▸ TASK OBJECTIVE: In the pregnancy journal entry below, why did the writer not want her daughter to know about the test kit?

▸ EXCERPTED PASSAGE:

● ● ● ● ●

My journey through my final pregnancy. Hope it isn't too boring or mundane.

Monday, February 8, 2010

July

Since this is the start, I should start at the beginning. I know I'm a bit old to have more children. But even so, in July of 2009, I thought I was pregnant. So..... my husband and I went to the store and bought a kit. My 15 year old daughter had been acting up a lot lately, normal teenage stuff. I didn't want her to know about the test because she was adamant about me not having more kids. She was afraid she'd have to change diapers and whatnot. And she would....lol. Anyway, my husband pulled the kit out of the cart and told her it was for her. He thought it was funny, she didn't. They had been having problems for the past couple of years, she resented the fact that we didn't allow her to run free and she just wanted to be a teenager. I'll never forget the date because it was my dad's birthday. He had passed away a couple of years earlier and I thought how cool it would be to find out I was pregnant on his birthday. We get home and I go to the bathroom to do the test. And SURPRISE.... I had just started my period. Then I started to freak out a bit because I started the day my daughter stopped and she hadn't started yet. So that I don't have to relive that very painful moment in my life, long story short, I found out she had skipped summer school a couple of days and lost her virginity. She was pregnant. So on the day that should have been exciting for me because on my dad's birthday, I would find out I was pregnant, was anything but. I found out she was. This was the start of my downhill spiral into more pain and stress than I ever could have imagined. Later in the month, her biological dad and sister would show up at my house, with the sheriff and take her away to live with them. And she went willingly. After 15 years of me taking care of her, wiping her nose and butt, being there for everything, she left with him.

● ● ● ● ●

Natural-language object grounding data
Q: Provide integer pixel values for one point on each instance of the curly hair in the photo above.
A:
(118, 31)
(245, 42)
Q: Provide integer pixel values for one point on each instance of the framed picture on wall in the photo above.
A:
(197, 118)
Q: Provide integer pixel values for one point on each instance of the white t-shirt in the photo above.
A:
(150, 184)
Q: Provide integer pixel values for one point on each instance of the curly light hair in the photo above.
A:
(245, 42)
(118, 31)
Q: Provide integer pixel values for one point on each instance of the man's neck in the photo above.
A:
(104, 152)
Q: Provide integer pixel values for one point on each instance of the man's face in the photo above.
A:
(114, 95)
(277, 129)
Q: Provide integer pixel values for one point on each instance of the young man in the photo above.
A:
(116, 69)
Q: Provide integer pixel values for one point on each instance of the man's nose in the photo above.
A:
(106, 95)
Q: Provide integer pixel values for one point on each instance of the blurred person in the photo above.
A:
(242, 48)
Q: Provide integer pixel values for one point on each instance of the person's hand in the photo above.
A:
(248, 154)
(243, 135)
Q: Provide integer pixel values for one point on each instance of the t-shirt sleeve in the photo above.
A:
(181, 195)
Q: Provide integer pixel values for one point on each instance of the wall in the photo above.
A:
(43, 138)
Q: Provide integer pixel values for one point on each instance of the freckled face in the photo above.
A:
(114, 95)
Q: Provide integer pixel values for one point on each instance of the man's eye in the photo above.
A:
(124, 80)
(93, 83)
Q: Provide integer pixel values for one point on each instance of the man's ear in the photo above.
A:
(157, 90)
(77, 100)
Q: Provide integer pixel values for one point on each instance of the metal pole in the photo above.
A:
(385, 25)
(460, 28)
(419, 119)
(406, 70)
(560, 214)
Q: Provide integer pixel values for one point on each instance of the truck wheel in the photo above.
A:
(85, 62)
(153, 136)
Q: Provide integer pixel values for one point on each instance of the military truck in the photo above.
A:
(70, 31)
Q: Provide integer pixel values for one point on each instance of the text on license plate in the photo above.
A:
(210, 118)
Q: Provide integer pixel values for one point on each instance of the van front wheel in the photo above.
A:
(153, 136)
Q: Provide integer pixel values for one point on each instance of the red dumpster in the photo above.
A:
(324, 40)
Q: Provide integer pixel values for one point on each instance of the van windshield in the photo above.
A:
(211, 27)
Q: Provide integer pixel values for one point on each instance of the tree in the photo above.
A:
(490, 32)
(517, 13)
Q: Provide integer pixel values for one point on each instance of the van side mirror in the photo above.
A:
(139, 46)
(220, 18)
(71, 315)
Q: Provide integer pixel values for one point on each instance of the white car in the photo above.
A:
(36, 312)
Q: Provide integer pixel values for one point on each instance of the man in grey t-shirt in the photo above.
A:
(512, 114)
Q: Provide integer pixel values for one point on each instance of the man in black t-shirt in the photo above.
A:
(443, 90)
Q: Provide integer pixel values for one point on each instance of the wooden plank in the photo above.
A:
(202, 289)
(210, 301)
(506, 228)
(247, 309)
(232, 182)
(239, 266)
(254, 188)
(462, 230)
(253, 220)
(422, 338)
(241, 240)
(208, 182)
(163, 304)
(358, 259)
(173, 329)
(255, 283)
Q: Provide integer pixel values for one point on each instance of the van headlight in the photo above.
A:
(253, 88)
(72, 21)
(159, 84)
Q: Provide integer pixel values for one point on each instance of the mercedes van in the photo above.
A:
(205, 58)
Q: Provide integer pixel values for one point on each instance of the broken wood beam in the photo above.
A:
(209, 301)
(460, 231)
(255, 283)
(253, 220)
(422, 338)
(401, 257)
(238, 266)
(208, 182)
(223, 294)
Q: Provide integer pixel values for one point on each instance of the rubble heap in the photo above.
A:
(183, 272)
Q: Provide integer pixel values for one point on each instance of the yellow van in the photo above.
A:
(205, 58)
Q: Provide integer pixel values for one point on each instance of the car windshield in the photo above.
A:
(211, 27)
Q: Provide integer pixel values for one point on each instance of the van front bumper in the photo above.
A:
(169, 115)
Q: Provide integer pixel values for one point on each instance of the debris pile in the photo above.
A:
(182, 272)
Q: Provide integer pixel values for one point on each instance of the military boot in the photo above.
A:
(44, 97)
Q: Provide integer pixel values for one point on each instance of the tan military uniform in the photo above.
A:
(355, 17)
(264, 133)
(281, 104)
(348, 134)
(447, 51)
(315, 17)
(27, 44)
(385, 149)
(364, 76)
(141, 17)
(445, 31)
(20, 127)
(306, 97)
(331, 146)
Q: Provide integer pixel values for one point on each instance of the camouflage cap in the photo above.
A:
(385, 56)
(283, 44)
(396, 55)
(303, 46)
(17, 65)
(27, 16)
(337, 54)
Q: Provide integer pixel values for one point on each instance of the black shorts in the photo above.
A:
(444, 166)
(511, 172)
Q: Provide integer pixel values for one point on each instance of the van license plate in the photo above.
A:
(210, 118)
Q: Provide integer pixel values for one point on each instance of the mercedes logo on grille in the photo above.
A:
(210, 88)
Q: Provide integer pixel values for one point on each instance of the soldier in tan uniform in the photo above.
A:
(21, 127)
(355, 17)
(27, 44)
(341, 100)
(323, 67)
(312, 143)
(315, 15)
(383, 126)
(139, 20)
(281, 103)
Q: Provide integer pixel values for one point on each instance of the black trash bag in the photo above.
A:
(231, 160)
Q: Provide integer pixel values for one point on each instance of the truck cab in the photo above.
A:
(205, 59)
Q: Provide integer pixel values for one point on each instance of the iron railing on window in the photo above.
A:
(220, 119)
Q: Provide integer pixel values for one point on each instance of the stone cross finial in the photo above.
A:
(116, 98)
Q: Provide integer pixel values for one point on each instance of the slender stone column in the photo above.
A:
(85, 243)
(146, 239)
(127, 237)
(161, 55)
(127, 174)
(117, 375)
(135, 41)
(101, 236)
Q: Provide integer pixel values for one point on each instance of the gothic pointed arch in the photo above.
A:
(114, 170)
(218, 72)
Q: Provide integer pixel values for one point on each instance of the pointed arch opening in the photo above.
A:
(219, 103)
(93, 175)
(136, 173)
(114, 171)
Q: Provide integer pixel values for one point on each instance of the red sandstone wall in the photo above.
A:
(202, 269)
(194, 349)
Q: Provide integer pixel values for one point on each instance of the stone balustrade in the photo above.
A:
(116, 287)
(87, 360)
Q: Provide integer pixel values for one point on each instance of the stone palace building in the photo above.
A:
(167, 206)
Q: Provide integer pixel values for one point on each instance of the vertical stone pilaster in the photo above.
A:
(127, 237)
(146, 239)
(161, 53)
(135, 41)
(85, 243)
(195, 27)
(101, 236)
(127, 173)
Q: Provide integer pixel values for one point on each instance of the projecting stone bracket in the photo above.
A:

● ● ● ● ●

▸ FINISHED TASK: Her daughter was adamant that the writer not have more children, because she was afraid she would have to change diapers and such.